- [Directions for this task]:
Copy every item below word for word, leaving out the pictures.

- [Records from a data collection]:
——
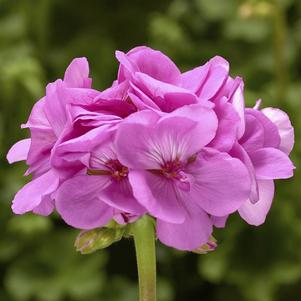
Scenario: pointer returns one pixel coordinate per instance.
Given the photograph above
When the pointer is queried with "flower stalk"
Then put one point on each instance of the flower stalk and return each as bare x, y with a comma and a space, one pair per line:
144, 237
——
- [Reply]:
Scenario: pointer returns one pixel coordinate per instance.
Given the photograph above
When the pointer is queried with "flower stalk"
Then put one point on each instance of the flower stalk and return each as bare x, y with a comma and a space, one pair per line:
144, 237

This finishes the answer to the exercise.